任务目标:
请从下方数据中摘出一段：从含有“Practice step: pick out every instance of the pork”的那一行起，一直到含有“[(24, 479)]”的那一行，首尾两行都包括在内，逐字照抄。

数据摘录:

****************

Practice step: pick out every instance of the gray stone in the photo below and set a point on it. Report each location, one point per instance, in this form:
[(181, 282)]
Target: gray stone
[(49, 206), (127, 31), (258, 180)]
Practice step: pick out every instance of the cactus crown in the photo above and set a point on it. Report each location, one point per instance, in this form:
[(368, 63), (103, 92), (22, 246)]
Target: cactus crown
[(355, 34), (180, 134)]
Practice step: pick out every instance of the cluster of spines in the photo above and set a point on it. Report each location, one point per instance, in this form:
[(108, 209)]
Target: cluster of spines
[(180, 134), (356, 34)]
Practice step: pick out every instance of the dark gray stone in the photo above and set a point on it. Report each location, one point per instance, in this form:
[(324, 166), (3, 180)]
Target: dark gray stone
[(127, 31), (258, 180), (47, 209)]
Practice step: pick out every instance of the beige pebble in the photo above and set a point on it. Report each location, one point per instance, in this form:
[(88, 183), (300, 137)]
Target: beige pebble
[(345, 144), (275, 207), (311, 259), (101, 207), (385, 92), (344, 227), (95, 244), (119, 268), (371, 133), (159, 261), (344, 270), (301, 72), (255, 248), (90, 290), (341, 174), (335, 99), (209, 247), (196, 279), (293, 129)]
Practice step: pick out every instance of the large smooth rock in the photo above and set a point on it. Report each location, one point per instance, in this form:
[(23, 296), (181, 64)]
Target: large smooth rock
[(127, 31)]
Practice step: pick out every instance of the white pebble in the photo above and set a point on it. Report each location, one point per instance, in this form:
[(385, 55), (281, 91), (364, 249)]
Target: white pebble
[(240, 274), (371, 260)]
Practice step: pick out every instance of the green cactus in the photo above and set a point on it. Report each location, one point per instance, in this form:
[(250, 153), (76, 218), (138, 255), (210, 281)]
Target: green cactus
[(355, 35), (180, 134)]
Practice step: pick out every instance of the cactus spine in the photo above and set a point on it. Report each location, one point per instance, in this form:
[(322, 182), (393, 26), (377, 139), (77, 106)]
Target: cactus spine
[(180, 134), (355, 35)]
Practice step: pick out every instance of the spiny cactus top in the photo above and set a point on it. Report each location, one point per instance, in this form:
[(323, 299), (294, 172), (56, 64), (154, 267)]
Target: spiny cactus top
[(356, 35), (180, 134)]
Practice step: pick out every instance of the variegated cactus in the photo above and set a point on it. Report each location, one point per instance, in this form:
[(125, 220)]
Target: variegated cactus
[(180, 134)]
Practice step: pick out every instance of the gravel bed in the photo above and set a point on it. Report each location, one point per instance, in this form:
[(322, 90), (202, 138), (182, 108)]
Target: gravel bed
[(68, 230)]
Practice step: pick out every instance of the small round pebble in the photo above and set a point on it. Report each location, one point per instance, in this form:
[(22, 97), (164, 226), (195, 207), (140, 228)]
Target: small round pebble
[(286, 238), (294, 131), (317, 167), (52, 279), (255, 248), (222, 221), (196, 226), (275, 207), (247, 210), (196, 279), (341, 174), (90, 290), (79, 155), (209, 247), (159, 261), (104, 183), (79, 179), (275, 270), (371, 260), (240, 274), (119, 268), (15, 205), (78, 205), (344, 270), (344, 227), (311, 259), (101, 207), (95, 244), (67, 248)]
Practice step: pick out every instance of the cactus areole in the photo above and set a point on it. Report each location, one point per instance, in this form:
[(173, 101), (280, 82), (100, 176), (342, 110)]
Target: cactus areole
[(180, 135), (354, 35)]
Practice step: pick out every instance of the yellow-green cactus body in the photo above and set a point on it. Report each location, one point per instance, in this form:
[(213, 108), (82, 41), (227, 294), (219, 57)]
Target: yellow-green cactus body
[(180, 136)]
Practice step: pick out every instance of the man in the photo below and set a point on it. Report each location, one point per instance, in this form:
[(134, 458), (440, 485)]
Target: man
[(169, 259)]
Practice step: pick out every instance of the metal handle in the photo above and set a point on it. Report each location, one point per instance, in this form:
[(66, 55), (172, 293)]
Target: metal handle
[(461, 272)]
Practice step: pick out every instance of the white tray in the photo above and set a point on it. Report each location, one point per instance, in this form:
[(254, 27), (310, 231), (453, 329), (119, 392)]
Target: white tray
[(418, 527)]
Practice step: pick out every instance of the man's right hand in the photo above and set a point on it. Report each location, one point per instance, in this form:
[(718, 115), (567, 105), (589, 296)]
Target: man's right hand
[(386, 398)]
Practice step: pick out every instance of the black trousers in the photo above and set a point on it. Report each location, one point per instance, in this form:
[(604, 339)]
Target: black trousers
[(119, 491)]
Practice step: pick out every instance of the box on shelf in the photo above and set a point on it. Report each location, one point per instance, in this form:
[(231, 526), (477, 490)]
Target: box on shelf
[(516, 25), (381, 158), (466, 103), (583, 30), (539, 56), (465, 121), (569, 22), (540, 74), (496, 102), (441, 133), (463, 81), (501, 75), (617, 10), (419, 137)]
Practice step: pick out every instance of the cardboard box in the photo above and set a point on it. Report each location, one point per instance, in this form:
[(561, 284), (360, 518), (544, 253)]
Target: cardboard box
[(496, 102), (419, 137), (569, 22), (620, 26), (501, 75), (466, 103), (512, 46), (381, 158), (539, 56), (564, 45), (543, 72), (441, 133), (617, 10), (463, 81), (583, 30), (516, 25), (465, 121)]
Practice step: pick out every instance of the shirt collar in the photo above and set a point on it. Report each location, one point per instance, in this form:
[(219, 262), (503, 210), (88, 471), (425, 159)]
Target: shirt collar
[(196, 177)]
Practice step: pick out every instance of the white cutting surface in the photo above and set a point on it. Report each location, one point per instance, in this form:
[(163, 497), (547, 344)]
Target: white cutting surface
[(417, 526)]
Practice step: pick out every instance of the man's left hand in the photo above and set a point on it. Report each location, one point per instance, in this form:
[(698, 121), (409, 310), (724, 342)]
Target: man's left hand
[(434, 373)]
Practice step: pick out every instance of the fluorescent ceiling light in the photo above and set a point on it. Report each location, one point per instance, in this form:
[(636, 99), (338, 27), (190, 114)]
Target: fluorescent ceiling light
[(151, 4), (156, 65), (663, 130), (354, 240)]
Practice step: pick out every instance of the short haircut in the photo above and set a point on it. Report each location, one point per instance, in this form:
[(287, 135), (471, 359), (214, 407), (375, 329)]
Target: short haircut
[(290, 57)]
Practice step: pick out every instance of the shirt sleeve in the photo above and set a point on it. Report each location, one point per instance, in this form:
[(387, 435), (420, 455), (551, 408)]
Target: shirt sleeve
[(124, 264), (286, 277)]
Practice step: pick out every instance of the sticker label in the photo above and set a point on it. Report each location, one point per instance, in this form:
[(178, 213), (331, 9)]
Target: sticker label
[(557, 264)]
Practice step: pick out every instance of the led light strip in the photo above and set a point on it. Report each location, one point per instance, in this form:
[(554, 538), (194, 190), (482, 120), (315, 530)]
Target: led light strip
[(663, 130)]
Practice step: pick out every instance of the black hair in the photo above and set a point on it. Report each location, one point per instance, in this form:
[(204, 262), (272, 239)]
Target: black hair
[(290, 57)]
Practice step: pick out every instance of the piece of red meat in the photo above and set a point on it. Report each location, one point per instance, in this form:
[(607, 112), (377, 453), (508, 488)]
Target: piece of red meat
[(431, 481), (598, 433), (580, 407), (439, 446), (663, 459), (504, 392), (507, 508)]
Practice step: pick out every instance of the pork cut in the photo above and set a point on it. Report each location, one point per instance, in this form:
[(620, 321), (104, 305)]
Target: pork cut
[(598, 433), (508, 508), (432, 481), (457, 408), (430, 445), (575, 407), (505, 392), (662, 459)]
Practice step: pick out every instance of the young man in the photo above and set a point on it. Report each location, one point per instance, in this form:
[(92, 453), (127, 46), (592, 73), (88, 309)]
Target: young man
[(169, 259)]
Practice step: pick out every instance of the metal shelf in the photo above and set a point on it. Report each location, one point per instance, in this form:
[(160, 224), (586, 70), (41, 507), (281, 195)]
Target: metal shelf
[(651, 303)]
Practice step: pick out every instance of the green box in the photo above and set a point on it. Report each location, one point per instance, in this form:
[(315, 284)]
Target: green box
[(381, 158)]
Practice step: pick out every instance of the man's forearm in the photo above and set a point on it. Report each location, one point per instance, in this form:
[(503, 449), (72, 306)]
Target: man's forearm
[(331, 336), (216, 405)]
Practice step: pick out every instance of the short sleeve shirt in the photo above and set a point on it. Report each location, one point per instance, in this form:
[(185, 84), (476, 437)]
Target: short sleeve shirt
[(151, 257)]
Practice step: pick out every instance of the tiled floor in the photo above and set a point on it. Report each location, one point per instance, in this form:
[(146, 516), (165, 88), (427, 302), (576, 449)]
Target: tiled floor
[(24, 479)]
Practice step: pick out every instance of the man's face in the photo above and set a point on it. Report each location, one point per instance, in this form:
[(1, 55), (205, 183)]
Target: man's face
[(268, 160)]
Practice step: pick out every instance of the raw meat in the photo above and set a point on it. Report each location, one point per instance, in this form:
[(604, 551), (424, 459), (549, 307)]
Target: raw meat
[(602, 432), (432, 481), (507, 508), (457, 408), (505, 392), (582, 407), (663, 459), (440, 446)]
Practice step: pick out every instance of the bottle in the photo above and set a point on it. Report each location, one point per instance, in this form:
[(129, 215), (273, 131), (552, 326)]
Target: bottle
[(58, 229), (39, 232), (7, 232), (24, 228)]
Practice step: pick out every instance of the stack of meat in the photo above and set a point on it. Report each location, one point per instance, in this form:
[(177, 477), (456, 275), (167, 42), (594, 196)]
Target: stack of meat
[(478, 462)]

****************

结果如下:
Practice step: pick out every instance of the pork cut in the photo above and set a point on it. Report each location, one point per instance, in this form:
[(620, 321), (104, 305)]
Target: pork cut
[(598, 433), (508, 508), (432, 481), (457, 408), (430, 445), (575, 407), (505, 392), (662, 459)]
Practice step: pick out every instance of the young man in the photo above and set a point on it. Report each location, one point per instance, in this form:
[(92, 453), (127, 46), (592, 73), (88, 309)]
Target: young man
[(169, 259)]
Practice step: pick out every instance of the metal shelf in the photo above and set a point on it. Report each location, one point per instance, in this form:
[(160, 224), (586, 70), (41, 507), (281, 195)]
Target: metal shelf
[(651, 303)]
Practice step: pick out every instance of the green box in the photo above and set a point on it. Report each location, one point per instance, in this form:
[(315, 284)]
Target: green box
[(381, 158)]
Practice step: pick out every instance of the man's forearm in the photo above and set a point on it. Report each location, one point per instance, in this form:
[(503, 449), (72, 306)]
Target: man's forearm
[(331, 336), (216, 405)]
Practice step: pick out every instance of the short sleeve shirt in the photo above and set a point on it. Report each location, one point per instance, in this form:
[(185, 84), (476, 437)]
Target: short sleeve shirt
[(151, 257)]
Practice step: pick out every instance of the tiled floor in the photo above and set a point on it. Report each location, one point per instance, in this form:
[(146, 516), (165, 88), (427, 302), (576, 449)]
Target: tiled floor
[(24, 479)]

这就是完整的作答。